## Task directions
No pictures are to be included when the entries below are reproduced exactly.

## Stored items

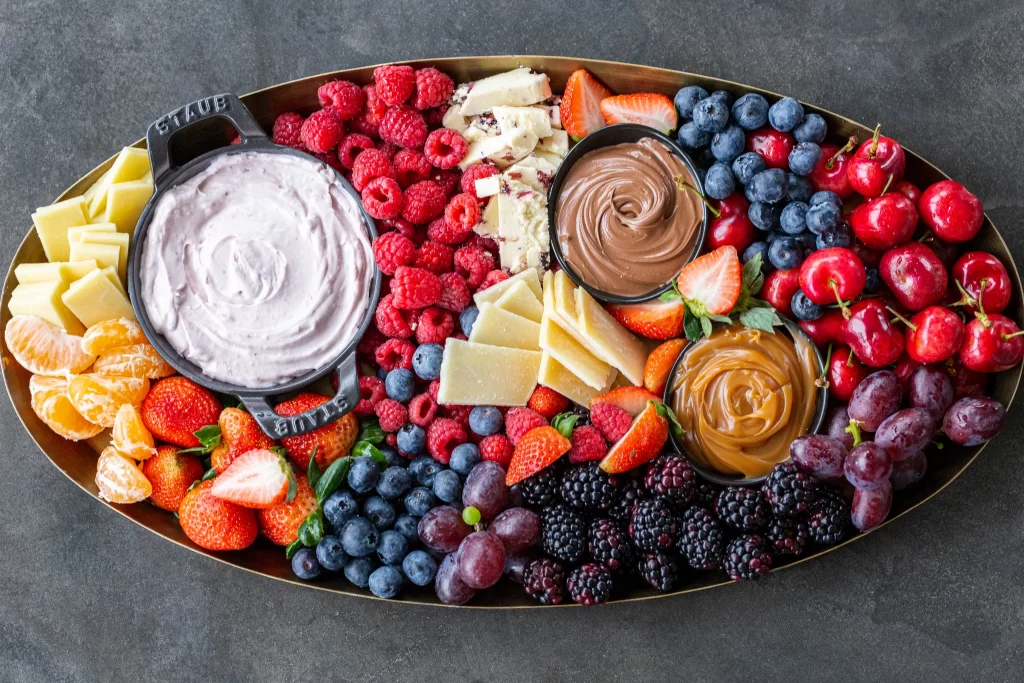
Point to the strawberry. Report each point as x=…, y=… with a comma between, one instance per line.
x=538, y=449
x=641, y=443
x=655, y=371
x=176, y=408
x=649, y=109
x=213, y=523
x=581, y=108
x=281, y=523
x=257, y=478
x=331, y=441
x=171, y=473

## Result for this exercise
Point to the strawberry. Report each point as x=…, y=… with a comma between, one instance per line.
x=538, y=449
x=641, y=443
x=655, y=371
x=176, y=408
x=649, y=109
x=213, y=523
x=581, y=108
x=281, y=523
x=257, y=478
x=331, y=441
x=171, y=473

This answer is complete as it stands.